Hoe komt het toch dat parlementsleden altijd hun antwoord klaar hebben wanneer ze in debat gaan? Wij trokken naar de Kamer op zoek naar het antwoord en strikten daar Liesbeth Stroobandt. Liesbeth verklapte het geheim achter elke volksvertegenwoordiger: de fractiemedewerkers.

Liesbeth Stroobandt

Liesbeth Stroobandt werkt in de Kamer als fractiemedewerker Justitie en Grondwet. "Ik volg een deel van de commissie Justitie en de commissie Grondwet op. Daarnaast komen er ook een aantal thematische dossiers uit de Senaat bij, en politieke vernieuwing. Fractiemedewerkers bereiden voor de parlementsleden alles voor wat op de agenda staat. Wat zijn onze standpunten? Wat zijn de adviezen die zijn binnengekomen? Hoe kunnen we daarop reageren? Ik bezorg hen een mail met per agendapunt een nota, zodat de parlementsleden perfect op de hoogte zijn."

Hoe weet ze wat er in die nota moet? "Ik geef een voorbeeld: een wetsvoorstel van DéFi over het omgangsrecht tussen broers en zussen die geplaatst worden. Ik lees het en weet dat het plaatsen van kinderen een Vlaamse bevoegdheid is. Dan mail ik naar mijn collega in de Vlaamse fractie om te melden dat het bij ons op de agenda staat. Tijdens mijn opzoekingen zie ik dat een van onze Vlaams Parlementsleden er ook al iets over gezegd heeft. Ik bundel alles in een nota en vraag aan de Vlaamse fractie wat zij ervan vinden. Ik check ook met de parlementsleden in onze Kamerfractie of de nota voor hen oké is. Dan wordt dat een eerste keer besproken in de commissie, komen er amendementen, worden adviezen gevraagd, enzovoort."

Gestructureerd en onverwacht

Liesbeth startte in 2014 bij de Kamerfractie van de N-VA, eerst als persoonlijk medewerker en sinds begin 2016 als fractiemedewerker. "Het is de job die ik altijd al heb willen doen. Het parlement is een superboeiende omgeving. Onze fractie is ook een hele fijne om in te werken. Het is echt een team. Dankzij die sfeer doe ik de job graag. Dat zoiets kan in het centrum van de macht, vind ik heel fijn."

▶ _Korte opgave 1_
Meld elke regel uit de rijen hieronder waarin de tekenreeks "jersey" voorkomt. Hoofdletters en kleine letters tellen mee.

(Items uit een verzameling)

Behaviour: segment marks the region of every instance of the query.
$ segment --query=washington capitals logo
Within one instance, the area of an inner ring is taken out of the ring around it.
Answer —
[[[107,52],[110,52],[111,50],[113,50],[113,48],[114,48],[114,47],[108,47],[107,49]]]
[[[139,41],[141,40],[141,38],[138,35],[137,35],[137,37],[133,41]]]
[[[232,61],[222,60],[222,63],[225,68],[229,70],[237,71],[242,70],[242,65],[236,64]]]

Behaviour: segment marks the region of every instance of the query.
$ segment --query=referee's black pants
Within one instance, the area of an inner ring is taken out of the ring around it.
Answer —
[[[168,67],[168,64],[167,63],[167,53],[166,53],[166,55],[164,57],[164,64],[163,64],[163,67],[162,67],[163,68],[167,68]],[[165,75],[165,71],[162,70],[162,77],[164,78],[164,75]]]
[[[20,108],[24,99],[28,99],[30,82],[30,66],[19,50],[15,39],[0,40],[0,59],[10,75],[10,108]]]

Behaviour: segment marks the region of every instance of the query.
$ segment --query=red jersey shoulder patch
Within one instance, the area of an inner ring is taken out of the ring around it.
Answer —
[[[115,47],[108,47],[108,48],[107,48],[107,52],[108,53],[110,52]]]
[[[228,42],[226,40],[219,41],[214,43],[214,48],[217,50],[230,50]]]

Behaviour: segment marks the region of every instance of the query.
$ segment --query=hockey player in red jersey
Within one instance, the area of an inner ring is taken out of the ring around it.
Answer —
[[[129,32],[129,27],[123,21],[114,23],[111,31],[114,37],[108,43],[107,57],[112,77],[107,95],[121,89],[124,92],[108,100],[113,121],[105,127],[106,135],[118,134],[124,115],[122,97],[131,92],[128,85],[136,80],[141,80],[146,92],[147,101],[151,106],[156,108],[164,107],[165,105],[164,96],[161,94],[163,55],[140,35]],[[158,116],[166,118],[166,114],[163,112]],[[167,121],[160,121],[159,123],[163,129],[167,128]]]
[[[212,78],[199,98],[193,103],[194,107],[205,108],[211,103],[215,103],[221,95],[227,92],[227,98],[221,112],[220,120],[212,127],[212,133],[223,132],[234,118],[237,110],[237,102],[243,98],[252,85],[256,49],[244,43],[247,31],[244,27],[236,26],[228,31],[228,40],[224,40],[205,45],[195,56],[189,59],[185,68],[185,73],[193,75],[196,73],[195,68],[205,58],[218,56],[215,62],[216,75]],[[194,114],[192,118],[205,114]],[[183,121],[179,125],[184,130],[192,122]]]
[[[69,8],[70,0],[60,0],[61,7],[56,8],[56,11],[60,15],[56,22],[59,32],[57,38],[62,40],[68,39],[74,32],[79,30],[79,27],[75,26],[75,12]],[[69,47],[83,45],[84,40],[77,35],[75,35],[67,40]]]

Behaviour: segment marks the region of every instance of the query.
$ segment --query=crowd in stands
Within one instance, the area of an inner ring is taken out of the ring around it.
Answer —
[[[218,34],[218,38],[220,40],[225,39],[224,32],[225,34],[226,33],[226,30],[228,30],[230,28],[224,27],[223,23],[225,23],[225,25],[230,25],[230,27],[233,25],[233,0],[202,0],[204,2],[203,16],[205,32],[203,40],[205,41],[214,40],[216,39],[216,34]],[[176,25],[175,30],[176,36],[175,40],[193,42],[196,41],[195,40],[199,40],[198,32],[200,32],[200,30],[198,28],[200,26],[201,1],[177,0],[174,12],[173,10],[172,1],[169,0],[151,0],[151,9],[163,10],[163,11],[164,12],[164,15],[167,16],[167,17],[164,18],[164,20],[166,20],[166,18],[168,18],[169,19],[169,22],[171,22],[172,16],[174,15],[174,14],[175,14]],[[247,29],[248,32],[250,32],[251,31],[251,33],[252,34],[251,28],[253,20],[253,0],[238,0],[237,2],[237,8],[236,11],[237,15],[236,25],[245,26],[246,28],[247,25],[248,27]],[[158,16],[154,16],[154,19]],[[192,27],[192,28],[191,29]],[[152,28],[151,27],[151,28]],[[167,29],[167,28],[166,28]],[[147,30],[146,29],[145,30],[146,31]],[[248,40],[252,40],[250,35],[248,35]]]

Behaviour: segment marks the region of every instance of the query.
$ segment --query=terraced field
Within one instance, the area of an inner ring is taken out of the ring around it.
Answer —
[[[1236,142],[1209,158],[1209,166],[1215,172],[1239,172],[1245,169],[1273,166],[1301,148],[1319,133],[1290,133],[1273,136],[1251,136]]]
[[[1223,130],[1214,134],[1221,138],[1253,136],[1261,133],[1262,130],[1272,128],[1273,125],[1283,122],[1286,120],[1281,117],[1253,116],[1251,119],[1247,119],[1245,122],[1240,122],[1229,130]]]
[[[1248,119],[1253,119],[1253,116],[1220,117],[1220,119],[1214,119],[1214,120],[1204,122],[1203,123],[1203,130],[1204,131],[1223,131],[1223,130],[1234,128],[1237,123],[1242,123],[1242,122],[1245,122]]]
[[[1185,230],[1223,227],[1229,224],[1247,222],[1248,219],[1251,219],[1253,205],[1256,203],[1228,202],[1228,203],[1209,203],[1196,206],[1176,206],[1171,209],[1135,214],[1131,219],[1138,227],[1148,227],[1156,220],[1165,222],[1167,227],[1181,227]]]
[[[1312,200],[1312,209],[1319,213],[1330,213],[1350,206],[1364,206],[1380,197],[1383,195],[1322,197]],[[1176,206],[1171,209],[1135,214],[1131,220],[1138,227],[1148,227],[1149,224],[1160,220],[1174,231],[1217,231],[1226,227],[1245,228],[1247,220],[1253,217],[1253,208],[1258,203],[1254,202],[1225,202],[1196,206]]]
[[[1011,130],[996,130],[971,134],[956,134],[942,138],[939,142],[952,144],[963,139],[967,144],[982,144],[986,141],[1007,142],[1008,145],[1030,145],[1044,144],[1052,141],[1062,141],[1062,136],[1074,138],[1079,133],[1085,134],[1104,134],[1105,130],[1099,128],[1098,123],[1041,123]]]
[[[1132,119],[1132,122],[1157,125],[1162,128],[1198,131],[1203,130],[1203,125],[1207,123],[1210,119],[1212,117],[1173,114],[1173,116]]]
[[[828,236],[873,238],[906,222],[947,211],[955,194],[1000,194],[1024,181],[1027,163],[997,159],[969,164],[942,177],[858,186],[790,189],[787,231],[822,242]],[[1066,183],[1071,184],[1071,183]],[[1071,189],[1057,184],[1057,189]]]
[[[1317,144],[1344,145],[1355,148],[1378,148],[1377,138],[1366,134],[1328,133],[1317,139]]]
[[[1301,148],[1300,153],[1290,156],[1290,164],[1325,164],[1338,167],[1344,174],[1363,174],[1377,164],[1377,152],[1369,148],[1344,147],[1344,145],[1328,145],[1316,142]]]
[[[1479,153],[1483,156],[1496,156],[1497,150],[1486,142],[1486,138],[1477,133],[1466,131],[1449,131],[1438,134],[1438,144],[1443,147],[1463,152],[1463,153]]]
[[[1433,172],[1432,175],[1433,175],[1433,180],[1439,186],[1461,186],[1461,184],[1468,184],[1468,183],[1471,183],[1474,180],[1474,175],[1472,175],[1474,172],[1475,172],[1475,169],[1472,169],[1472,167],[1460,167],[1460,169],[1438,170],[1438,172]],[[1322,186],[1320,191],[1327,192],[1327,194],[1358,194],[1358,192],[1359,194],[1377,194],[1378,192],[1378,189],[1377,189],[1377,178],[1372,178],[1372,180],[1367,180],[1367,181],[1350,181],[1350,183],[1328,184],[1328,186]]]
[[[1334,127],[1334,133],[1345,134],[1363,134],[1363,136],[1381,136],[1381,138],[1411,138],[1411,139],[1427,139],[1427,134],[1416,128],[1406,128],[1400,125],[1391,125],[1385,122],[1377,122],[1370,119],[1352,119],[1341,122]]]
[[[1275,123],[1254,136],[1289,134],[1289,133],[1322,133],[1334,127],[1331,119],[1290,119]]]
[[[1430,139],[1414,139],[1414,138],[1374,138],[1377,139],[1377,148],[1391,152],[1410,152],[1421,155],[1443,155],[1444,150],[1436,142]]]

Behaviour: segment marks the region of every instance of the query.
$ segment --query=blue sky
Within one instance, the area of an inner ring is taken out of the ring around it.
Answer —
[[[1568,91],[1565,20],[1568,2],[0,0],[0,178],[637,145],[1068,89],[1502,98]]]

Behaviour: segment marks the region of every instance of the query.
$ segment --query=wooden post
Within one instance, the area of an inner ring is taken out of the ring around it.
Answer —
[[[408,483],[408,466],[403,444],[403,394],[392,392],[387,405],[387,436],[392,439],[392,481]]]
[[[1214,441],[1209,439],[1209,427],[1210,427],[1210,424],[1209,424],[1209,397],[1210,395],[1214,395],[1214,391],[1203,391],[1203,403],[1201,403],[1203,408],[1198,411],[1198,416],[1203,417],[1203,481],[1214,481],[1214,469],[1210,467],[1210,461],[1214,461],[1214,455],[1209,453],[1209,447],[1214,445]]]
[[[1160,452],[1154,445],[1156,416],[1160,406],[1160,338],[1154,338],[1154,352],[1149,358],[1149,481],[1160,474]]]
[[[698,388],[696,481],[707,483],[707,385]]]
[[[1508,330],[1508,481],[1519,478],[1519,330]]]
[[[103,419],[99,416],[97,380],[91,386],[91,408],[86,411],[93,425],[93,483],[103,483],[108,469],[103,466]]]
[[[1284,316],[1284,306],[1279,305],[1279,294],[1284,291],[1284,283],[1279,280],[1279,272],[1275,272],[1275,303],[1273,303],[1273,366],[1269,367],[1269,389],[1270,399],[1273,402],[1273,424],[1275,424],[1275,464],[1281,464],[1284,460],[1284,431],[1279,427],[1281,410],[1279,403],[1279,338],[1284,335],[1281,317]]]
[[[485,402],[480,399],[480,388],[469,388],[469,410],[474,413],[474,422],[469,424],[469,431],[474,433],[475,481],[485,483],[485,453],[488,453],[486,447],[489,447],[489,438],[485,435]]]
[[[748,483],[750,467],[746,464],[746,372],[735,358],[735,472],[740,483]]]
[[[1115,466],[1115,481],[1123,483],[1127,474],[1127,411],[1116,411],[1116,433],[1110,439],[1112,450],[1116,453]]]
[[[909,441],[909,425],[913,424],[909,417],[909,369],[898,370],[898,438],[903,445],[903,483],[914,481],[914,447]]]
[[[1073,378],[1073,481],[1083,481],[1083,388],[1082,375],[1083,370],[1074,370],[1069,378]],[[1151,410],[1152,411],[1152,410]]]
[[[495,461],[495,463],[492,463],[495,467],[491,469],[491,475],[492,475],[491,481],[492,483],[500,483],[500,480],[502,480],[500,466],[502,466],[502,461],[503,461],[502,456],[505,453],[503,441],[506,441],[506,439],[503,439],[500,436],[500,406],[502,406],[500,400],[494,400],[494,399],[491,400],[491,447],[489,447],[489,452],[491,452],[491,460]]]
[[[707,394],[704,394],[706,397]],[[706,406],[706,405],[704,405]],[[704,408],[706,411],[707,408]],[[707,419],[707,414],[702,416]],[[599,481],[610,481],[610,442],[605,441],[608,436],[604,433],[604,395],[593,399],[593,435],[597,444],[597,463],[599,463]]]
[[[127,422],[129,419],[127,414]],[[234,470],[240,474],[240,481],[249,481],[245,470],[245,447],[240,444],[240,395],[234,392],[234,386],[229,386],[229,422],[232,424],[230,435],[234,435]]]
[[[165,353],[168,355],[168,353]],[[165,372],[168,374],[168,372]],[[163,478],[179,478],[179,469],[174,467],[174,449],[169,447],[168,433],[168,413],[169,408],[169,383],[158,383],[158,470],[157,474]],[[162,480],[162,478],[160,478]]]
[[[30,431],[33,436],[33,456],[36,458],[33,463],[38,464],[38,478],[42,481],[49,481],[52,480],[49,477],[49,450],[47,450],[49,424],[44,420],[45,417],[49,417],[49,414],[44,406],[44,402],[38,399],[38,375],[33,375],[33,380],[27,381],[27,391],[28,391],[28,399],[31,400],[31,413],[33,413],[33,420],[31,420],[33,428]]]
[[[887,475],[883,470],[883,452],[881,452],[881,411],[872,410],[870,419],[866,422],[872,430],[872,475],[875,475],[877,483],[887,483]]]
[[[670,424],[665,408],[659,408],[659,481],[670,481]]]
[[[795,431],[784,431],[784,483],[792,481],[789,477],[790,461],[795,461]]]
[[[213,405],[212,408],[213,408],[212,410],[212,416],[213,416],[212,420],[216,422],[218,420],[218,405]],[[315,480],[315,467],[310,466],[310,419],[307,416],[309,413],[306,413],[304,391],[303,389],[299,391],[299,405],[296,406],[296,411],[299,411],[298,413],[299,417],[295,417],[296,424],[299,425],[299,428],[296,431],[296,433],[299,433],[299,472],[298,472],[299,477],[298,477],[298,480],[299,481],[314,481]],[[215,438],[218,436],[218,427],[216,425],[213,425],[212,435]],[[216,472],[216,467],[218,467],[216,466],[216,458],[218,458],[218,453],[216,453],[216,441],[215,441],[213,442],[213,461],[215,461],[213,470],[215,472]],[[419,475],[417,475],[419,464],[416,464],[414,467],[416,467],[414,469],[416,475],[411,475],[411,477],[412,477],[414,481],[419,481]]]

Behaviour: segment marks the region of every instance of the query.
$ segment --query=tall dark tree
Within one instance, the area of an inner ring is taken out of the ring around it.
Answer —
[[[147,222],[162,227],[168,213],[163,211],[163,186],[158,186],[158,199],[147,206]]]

▶ _Korte opgave 2_
Vat de tekst over fractiemedewerkers samen in twee zinnen.

▶ _Resultaat oefening 1_
$ segment --query=red jersey shoulder patch
$ segment --query=hockey player in red jersey

▶ _Resultaat oefening 2_
Liesbeth Stroobandt werkt in de Kamer als fractiemedewerker Justitie en Grondwet en bereidt voor de parlementsleden alles voor wat op de agenda staat, onder meer met een nota per agendapunt. Ze begon in 2014 bij de Kamerfractie van de N-VA, is sinds begin 2016 fractiemedewerker en noemt het de job die ze altijd al heeft willen doen.